§ TAREFA
Transcreva, sem mudar nada, o trecho do texto sobre os sindicatos nas eleições de 2010 que começa em "O centenário jornal" e vai até "explicita tamanha discrepância.".

§ TRECHO DO TEXTO

■ ■ ■ ■ ■ ■ ■

O centenário jornal da família Mesquita cobra alforria total para a imprensa burguesa — nada de regulamentação, diploma para seus jornalistas, Lei da Imprensa, direito de resposta, cotas temáticas, concorrência leal com mídias públicas e independentes, etc. Em compensação, o Estadão, do alto de seus 135 anos, comporta-se como um autêntico “Velho do Restelo”, atribuindo crimes e imoralidades a tudo que envolva as entidades sindicais e suas lideranças.
A fanfarronice tem razão de ser. Pela primeira vez na história do Brasil, a imensa maioria do movimento sindical entende a singularidade das eleições presidenciais. Os principais presidenciáveis de 2010 — José Serra e Dilma Rousseff — encarnam projetos antagônicos, e a relação de cada um deles com o movimento sindical explicita tamanha discrepância.
Serra não se permite dialogar com trabalhadores, persegue lideranças sindicais, joga a força policial contra manifestantes e asfixia entidades com multas extorsivas. Dilma é o símbolo de um governo que legalizou as centrais e lhes cedeu parte legítima do imposto sindical, ampliou as políticas de transferência de renda desenvolveu uma política de valorização real do salário mínimo, promoveu centenas de audiências, multiplicou as conferências públicas.

■ ■ ■ ■ ■ ■ ■

§ DADOS FORNECIDOS
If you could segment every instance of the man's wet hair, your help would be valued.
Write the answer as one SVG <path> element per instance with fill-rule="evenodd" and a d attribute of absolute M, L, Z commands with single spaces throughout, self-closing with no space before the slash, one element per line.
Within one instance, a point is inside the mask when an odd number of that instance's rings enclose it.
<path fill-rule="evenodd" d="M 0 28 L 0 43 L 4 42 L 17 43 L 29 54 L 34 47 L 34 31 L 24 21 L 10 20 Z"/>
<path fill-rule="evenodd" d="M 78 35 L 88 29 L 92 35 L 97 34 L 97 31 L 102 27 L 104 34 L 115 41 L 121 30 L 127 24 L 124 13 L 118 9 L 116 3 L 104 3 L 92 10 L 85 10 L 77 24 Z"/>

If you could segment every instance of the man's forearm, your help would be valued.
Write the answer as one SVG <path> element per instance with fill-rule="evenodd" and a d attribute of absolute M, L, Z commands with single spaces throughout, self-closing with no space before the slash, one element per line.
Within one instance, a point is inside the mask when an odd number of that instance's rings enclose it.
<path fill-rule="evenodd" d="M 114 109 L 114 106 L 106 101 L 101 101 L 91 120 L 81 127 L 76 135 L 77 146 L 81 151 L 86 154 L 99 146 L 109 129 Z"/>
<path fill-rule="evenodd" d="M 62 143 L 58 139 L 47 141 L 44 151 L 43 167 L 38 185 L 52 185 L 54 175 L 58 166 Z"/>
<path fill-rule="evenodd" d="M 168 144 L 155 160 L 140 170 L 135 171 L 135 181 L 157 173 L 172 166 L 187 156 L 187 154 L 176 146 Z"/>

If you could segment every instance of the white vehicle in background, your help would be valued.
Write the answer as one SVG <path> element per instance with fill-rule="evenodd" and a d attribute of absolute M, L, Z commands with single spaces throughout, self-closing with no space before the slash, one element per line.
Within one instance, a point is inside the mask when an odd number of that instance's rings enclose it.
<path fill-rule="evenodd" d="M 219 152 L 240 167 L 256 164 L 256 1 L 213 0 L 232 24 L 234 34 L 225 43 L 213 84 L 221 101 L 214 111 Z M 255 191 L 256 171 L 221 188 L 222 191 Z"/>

■ ■ ■ ■ ■ ■ ■

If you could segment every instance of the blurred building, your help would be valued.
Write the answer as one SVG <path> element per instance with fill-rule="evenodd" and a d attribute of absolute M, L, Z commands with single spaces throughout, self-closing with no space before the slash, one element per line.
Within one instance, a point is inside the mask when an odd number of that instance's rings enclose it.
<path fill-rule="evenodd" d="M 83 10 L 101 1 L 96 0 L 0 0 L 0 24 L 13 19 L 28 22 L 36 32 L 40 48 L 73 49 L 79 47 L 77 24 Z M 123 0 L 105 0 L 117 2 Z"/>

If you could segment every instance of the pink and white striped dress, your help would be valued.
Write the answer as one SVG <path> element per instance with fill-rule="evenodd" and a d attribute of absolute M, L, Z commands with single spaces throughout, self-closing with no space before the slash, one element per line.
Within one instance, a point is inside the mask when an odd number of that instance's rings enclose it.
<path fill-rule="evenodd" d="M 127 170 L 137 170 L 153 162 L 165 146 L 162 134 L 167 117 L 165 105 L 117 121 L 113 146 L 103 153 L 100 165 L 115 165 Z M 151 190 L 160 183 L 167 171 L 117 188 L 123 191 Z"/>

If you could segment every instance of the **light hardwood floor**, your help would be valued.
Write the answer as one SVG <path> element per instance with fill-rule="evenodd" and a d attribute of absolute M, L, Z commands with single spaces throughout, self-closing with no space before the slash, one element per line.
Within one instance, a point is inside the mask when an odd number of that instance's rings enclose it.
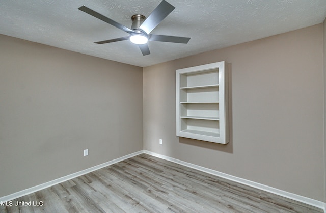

■ ■ ■ ■ ■ ■ ■

§ RESPOSTA DO EXERCÍCIO
O centenário jornal da família Mesquita cobra alforria total para a imprensa burguesa — nada de regulamentação, diploma para seus jornalistas, Lei da Imprensa, direito de resposta, cotas temáticas, concorrência leal com mídias públicas e independentes, etc. Em compensação, o Estadão, do alto de seus 135 anos, comporta-se como um autêntico “Velho do Restelo”, atribuindo crimes e imoralidades a tudo que envolva as entidades sindicais e suas lideranças.
A fanfarronice tem razão de ser. Pela primeira vez na história do Brasil, a imensa maioria do movimento sindical entende a singularidade das eleições presidenciais. Os principais presidenciáveis de 2010 — José Serra e Dilma Rousseff — encarnam projetos antagônicos, e a relação de cada um deles com o movimento sindical explicita tamanha discrepância.